- [WORK REQUEST]: Find the lines in the records that carry the word "below". Copy each one.

- [DATA FOR ANALYSIS]:
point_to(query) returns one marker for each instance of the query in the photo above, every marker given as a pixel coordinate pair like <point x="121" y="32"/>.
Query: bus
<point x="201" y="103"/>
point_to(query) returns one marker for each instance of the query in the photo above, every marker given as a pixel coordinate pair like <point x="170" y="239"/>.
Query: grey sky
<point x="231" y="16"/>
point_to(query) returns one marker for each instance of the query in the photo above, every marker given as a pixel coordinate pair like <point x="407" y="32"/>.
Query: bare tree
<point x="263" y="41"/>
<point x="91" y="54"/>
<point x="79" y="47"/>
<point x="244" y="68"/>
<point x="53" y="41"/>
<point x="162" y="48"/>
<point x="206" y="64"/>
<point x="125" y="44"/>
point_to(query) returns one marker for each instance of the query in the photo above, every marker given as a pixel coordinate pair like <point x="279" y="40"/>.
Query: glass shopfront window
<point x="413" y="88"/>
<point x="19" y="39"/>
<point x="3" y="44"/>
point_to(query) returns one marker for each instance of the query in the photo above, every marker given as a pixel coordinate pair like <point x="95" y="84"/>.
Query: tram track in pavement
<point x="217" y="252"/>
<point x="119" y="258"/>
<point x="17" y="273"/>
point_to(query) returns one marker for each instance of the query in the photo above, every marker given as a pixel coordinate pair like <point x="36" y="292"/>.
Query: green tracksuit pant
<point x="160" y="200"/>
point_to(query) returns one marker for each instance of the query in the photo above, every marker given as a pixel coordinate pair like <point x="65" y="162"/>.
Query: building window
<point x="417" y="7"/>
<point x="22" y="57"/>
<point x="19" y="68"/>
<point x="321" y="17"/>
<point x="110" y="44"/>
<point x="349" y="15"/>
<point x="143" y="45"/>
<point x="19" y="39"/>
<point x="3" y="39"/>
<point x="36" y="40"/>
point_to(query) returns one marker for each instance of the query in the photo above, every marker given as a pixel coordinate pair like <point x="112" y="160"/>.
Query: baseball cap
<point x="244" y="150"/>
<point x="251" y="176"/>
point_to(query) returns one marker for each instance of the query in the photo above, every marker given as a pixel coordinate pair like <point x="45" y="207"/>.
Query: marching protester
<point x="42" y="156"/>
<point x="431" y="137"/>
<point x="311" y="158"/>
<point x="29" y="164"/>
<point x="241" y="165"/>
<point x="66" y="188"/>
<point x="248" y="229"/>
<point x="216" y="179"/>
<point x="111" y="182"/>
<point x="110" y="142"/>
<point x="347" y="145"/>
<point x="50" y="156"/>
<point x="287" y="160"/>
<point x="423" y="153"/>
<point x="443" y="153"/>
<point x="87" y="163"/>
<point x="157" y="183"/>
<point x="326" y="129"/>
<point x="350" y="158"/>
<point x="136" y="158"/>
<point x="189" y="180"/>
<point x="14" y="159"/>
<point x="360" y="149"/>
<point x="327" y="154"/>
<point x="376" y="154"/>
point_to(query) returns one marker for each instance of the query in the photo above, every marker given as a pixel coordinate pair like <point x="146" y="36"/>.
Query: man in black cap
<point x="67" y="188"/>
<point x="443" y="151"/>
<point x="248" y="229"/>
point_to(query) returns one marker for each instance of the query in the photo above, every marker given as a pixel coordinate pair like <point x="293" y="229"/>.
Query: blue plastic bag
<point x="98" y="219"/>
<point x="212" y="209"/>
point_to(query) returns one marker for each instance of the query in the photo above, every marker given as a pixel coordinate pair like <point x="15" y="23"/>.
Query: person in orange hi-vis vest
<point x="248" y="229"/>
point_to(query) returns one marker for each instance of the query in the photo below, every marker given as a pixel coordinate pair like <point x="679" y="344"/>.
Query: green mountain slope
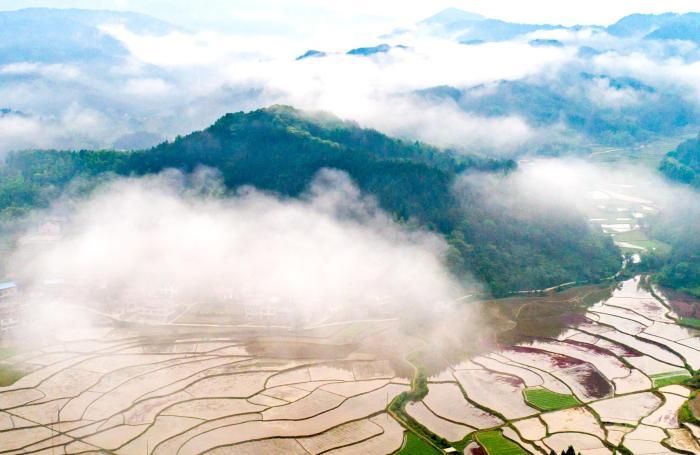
<point x="683" y="163"/>
<point x="280" y="149"/>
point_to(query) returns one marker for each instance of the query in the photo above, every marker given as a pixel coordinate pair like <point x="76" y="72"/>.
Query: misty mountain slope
<point x="68" y="35"/>
<point x="280" y="149"/>
<point x="603" y="109"/>
<point x="683" y="163"/>
<point x="469" y="27"/>
<point x="667" y="26"/>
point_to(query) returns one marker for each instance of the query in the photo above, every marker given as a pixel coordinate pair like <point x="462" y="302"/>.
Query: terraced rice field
<point x="496" y="444"/>
<point x="594" y="368"/>
<point x="664" y="379"/>
<point x="546" y="400"/>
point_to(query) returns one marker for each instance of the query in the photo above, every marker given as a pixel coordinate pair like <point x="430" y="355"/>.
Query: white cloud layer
<point x="333" y="249"/>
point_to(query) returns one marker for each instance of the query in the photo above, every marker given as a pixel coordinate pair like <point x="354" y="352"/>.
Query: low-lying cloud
<point x="332" y="251"/>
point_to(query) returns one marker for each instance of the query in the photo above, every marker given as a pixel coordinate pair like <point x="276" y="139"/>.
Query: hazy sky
<point x="300" y="15"/>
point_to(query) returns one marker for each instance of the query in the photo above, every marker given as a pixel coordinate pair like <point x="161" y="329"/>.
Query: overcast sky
<point x="311" y="16"/>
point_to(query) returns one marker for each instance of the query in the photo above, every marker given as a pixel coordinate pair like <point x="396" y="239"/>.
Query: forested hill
<point x="280" y="149"/>
<point x="683" y="164"/>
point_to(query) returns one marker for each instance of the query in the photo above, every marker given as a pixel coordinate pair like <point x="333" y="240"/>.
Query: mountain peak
<point x="451" y="16"/>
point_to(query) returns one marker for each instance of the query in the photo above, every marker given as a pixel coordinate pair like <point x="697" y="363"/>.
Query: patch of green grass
<point x="496" y="444"/>
<point x="674" y="377"/>
<point x="546" y="400"/>
<point x="413" y="445"/>
<point x="639" y="238"/>
<point x="6" y="353"/>
<point x="9" y="375"/>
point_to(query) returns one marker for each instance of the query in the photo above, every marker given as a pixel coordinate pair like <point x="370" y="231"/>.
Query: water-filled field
<point x="595" y="367"/>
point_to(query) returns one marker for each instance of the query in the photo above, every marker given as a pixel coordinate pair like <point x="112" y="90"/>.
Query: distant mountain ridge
<point x="48" y="35"/>
<point x="280" y="149"/>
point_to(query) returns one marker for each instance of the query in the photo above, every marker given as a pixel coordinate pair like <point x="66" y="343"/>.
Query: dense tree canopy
<point x="280" y="149"/>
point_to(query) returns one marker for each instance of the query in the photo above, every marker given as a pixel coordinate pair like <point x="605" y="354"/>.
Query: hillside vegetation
<point x="280" y="149"/>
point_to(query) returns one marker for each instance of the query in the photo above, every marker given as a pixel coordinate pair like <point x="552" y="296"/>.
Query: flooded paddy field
<point x="598" y="367"/>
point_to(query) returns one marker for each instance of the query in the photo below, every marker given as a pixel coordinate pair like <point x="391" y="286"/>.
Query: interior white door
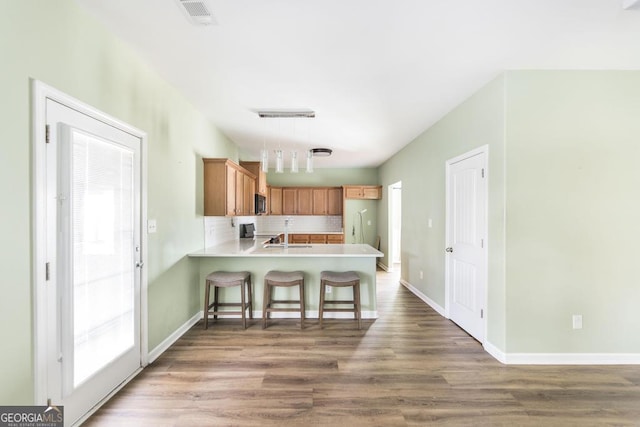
<point x="94" y="244"/>
<point x="466" y="259"/>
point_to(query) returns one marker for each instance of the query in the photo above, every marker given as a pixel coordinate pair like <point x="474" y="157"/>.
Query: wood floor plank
<point x="409" y="367"/>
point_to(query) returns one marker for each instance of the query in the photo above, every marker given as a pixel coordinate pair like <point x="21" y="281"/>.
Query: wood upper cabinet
<point x="334" y="201"/>
<point x="320" y="200"/>
<point x="275" y="201"/>
<point x="261" y="177"/>
<point x="373" y="192"/>
<point x="289" y="201"/>
<point x="304" y="201"/>
<point x="228" y="188"/>
<point x="249" y="195"/>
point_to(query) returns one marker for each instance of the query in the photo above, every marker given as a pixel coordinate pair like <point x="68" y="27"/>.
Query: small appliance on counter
<point x="247" y="231"/>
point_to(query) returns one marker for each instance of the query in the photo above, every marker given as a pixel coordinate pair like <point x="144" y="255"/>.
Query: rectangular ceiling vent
<point x="197" y="12"/>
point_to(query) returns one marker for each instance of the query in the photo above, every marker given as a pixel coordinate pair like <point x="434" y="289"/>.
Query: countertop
<point x="255" y="248"/>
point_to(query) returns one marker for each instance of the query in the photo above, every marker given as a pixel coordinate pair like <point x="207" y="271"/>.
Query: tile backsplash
<point x="218" y="229"/>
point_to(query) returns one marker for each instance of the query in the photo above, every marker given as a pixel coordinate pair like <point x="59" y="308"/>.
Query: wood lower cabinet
<point x="228" y="188"/>
<point x="335" y="238"/>
<point x="316" y="238"/>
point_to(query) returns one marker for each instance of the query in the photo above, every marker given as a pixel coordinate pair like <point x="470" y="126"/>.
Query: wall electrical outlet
<point x="577" y="321"/>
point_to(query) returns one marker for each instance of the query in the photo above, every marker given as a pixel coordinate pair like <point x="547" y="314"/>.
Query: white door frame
<point x="485" y="230"/>
<point x="40" y="93"/>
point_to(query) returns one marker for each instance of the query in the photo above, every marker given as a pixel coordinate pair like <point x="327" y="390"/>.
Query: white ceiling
<point x="376" y="72"/>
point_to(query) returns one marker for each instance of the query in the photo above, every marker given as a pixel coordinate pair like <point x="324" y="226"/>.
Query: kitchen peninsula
<point x="258" y="258"/>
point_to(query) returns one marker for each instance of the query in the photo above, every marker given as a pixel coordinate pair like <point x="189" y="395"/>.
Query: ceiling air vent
<point x="197" y="12"/>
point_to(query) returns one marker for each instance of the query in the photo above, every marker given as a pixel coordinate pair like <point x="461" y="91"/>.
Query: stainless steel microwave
<point x="261" y="205"/>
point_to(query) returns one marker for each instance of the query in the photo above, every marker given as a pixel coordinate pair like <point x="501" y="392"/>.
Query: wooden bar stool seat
<point x="276" y="278"/>
<point x="340" y="279"/>
<point x="227" y="279"/>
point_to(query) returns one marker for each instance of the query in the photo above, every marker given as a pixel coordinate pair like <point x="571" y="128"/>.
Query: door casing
<point x="484" y="227"/>
<point x="40" y="93"/>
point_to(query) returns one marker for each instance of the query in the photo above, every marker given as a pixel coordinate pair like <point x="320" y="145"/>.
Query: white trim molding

- [RESULT FOR THIS TASK]:
point_to(query) returns one marker for each instance of the query in the photo below, every marker given as a pixel coordinate pair like <point x="679" y="344"/>.
point_to(query) returns one marker for each instance of the query in the photo below, every marker given as a pixel coordinate pair like <point x="391" y="286"/>.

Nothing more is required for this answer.